- Travail à faire
(A) Réécrivez s'il vous plaît plus brièvement, ou sous forme de liste, le paragraphe de la discussion qui commence par « Tout va bien sauf que », en conservant ses faits principaux.
(B) Recopiez le passage de la discussion qui commence aux mots « Alors, j'ai essayé » et s'arrête après « résoudre ce problème? », en renommant « extensions » en « modules complémentaires ».
(C) D'après la discussion, pourquoi axius utilise-t-il Chrome ou Firefox ? Répondez en une à trois phrases.

- Document source
# Safari n'affiche pas correctement les sites webs



## axius (29 Mai 2012)

Bonjour,

j'ai un imac 2008 2,8 Ghz 24' avec mac osx lion 10.7.4. 

Tout va bien sauf que depuis quelques jours Safari n'affiche pas bien certaines parties de sites web. Par exemple, la simple page de google n'affiche pas toutes les boites où on peux taper du texte et n'affiche même pas l'image principale de google; le site ing home bank n'affiche que certains liens ou boites de texte mais pas tout. ça devient impossible d'utiliser safari et j'utilise chrome ou firefox qui eux n'ont pas ces problèmes. 

Alors, j'ai essayé de résoudre le problème et j'ai désactivé les extensions, réparé les autorisations, onyx, réinstallé dernière version safari, réinstallé le combo 10.7.4.. mais rien ne change.

Avez-vous des idées pour résoudre ce problème?

merci d'avance pour vos commentaires


----------



## Arlequin (30 Mai 2012)

hello

as tu simplement essayé de réinitialiser safari ? (option dans le menu) et/ou vider le cache(via le menu également)


----------



## axius (30 Mai 2012)

Bonjour,

merci, j'ai réinitialisé safari via le menu, mais pas vider les caches (à moins que le fait de réinitialiser safari vide le cache). Je vais essayer ça ce soir en rentrant chez moi.

S'il y a d'autres pistes possibles au cas où celle-là marche pas non plus.

Merci


----------



## axius (30 Mai 2012)

Bon soir,

j'ai essayé vider les caches, et ben, rien, ça ne marche pas.

- Enregistrements fournis

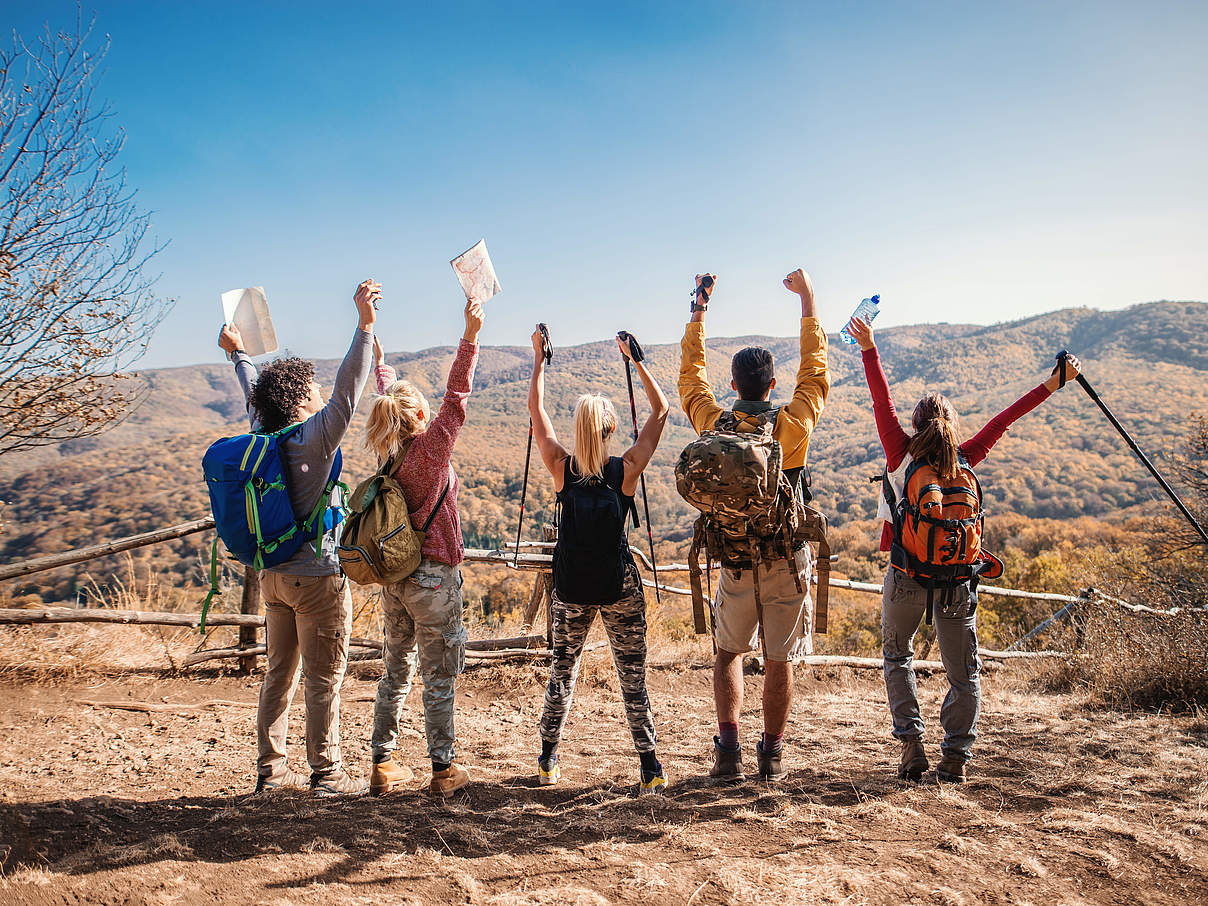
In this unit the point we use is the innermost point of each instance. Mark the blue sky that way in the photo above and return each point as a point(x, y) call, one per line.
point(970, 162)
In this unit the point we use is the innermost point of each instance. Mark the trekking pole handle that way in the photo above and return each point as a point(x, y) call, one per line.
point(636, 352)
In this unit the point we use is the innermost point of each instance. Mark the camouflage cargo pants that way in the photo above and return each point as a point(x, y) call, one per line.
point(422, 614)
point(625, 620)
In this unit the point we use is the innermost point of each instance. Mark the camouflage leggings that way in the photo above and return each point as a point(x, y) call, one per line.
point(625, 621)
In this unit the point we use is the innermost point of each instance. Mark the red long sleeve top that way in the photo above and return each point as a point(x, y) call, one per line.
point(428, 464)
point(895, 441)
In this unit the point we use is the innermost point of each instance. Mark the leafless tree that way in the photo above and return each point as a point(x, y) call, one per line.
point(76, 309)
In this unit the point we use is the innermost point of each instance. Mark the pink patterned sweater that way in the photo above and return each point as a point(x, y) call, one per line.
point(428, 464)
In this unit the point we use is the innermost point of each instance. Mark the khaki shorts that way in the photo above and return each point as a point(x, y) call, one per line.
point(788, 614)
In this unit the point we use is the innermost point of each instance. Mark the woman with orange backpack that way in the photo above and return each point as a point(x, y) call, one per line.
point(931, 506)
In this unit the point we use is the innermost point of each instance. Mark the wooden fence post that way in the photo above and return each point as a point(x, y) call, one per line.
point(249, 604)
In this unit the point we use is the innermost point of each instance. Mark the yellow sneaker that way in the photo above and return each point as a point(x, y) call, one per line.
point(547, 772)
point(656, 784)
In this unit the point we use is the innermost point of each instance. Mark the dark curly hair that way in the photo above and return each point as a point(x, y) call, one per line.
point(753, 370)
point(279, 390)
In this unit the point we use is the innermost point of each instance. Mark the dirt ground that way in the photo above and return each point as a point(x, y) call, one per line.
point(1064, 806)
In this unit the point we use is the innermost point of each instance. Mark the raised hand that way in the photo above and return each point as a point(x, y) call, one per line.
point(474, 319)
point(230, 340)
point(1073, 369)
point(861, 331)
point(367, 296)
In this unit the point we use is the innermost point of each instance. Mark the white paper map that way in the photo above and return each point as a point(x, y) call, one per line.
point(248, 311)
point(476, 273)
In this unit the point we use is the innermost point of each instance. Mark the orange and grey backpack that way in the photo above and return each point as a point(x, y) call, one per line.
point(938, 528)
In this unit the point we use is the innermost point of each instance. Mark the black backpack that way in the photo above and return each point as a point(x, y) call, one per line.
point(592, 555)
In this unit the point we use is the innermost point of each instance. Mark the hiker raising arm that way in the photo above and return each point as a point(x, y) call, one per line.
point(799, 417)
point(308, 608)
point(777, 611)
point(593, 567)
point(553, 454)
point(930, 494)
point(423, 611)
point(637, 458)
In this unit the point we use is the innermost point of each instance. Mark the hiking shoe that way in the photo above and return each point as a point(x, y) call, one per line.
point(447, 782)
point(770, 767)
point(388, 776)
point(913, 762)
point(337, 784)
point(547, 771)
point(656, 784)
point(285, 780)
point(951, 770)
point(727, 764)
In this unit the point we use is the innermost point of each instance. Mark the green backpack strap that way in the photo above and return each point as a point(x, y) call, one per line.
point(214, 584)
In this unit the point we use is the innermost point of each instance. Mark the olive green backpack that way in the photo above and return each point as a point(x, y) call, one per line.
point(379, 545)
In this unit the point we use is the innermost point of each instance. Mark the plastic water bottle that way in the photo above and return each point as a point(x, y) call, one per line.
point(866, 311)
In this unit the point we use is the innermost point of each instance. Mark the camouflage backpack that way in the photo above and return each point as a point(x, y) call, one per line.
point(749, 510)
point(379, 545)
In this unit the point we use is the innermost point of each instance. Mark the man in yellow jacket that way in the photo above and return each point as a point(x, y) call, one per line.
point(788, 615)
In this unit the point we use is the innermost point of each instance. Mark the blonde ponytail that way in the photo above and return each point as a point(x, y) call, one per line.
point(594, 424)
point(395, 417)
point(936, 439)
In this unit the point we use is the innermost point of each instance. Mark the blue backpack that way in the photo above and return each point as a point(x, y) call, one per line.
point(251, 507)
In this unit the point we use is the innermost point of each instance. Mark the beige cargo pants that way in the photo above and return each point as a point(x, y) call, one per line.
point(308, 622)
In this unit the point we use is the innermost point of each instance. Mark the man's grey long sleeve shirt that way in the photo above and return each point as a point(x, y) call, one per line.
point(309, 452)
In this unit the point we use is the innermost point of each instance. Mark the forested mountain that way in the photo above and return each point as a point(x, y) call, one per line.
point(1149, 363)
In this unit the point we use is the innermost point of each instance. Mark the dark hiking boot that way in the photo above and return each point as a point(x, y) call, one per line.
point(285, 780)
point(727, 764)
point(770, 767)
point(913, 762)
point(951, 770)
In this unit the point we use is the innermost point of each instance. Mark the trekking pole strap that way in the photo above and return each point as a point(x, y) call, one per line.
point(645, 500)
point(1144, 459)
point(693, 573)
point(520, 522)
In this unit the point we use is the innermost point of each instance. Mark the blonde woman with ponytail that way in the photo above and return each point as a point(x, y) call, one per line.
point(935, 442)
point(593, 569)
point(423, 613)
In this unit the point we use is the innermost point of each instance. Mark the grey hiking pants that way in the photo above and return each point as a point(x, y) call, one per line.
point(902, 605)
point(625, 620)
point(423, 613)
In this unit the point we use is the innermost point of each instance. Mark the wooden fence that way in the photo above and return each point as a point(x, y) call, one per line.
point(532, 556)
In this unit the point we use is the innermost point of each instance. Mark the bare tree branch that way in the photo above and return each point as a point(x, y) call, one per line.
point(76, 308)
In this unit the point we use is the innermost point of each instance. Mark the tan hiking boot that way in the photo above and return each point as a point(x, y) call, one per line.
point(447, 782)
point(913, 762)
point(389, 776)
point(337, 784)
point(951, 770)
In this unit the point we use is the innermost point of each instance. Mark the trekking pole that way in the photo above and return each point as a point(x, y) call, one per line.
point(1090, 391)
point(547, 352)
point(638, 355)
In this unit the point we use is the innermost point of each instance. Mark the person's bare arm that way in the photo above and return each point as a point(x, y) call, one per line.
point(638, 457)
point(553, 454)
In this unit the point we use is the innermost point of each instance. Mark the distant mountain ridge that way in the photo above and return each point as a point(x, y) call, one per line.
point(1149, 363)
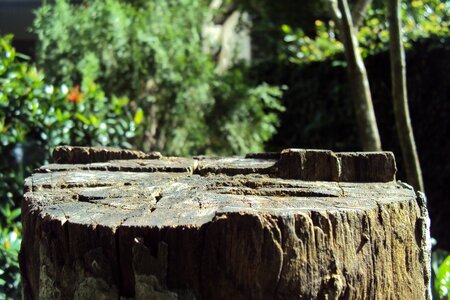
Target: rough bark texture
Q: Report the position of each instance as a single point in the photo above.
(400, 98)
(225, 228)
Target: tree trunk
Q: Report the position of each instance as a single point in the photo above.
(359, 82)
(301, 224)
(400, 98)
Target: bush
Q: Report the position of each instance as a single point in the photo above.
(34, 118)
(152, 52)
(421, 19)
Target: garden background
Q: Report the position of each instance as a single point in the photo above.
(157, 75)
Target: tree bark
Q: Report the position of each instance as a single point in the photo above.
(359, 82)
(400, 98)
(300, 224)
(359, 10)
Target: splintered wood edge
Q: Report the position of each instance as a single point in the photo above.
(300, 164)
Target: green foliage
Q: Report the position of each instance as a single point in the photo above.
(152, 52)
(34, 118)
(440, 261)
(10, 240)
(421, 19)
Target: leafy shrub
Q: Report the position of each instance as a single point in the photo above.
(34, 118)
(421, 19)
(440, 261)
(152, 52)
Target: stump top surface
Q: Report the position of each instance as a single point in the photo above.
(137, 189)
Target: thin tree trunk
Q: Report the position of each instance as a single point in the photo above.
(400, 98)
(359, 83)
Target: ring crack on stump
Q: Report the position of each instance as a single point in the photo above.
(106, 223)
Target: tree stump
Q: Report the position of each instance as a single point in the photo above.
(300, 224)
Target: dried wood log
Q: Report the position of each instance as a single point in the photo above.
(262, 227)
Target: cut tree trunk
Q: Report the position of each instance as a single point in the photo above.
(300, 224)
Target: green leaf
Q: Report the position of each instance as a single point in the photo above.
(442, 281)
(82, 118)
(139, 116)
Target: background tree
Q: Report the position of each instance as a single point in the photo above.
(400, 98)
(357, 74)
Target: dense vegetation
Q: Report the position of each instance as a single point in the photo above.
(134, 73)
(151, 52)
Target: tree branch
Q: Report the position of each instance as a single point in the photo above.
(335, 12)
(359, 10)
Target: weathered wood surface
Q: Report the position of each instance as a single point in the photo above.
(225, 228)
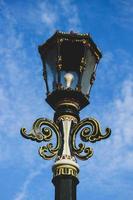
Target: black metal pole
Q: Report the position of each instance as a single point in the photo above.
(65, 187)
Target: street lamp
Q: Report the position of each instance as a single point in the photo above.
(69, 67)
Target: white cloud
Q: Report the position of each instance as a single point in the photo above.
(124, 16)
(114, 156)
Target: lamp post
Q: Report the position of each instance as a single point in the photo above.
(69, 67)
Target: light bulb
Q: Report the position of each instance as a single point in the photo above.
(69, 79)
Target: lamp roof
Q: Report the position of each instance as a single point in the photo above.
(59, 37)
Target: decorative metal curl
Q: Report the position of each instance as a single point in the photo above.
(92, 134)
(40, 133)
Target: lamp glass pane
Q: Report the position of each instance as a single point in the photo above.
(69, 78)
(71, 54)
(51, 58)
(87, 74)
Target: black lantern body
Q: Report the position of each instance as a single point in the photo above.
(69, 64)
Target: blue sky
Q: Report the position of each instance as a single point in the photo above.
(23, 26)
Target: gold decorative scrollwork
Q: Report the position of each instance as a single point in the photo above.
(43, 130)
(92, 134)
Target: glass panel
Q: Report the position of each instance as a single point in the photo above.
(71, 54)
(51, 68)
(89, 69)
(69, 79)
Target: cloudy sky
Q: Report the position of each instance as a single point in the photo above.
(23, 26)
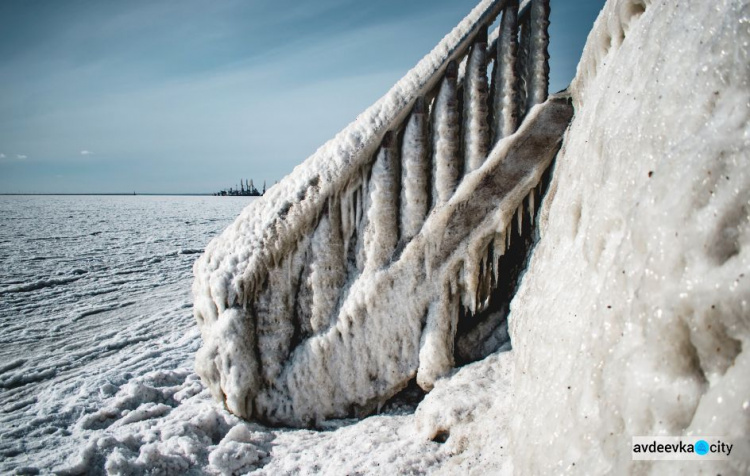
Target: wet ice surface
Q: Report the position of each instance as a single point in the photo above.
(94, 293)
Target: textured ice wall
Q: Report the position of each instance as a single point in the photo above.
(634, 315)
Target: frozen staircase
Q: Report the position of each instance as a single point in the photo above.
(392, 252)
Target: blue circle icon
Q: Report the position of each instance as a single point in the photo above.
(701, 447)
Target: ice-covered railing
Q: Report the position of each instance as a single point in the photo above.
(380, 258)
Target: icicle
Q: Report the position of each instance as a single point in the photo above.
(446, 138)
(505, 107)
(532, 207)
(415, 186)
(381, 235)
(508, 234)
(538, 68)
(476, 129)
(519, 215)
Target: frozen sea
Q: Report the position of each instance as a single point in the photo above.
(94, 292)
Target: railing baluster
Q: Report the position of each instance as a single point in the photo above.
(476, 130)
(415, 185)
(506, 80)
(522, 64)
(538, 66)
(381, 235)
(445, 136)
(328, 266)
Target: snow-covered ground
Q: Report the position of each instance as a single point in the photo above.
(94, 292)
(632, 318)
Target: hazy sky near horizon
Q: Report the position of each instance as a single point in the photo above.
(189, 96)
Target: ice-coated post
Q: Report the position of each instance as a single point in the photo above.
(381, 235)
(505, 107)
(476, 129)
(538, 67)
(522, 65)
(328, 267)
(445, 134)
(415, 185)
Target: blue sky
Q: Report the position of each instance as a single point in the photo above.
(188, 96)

- Résultats attendus
(A)
- Depuis quelques jours, Safari affiche mal certaines parties des sites web.
- Sur la page de Google, toutes les boîtes de saisie de texte et l'image principale n'apparaissent pas.
- Sur le site ing home bank, seuls certains liens ou boîtes de texte s'affichent.
- Safari devient impossible à utiliser. Chrome et Firefox, qui n'ont pas ces problèmes, servent à la place.

(B)
Alors, j'ai essayé de résoudre le problème et j'ai désactivé les modules complémentaires, réparé les autorisations, onyx, réinstallé dernière version safari, réinstallé le combo 10.7.4.. mais rien ne change.

Avez-vous des idées pour résoudre ce problème?

(C) Safari affiche mal certaines parties des sites web et devient impossible à utiliser. Chrome et Firefox, eux, n'ont pas ces problèmes.